Copy out every record precisely.

=== EXERCISE DATA ===

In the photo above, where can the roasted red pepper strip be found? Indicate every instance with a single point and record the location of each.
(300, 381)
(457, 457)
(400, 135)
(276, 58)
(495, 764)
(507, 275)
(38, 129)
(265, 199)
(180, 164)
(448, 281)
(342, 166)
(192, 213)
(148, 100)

===

**SOLUTION FOR THIS EXERCISE:**
In the photo above, where can the roasted red pepper strip be found? Indicate every instance with a single point and record the location of each.
(300, 381)
(457, 457)
(400, 135)
(276, 58)
(495, 764)
(507, 275)
(38, 129)
(265, 199)
(180, 164)
(448, 281)
(342, 166)
(192, 213)
(148, 100)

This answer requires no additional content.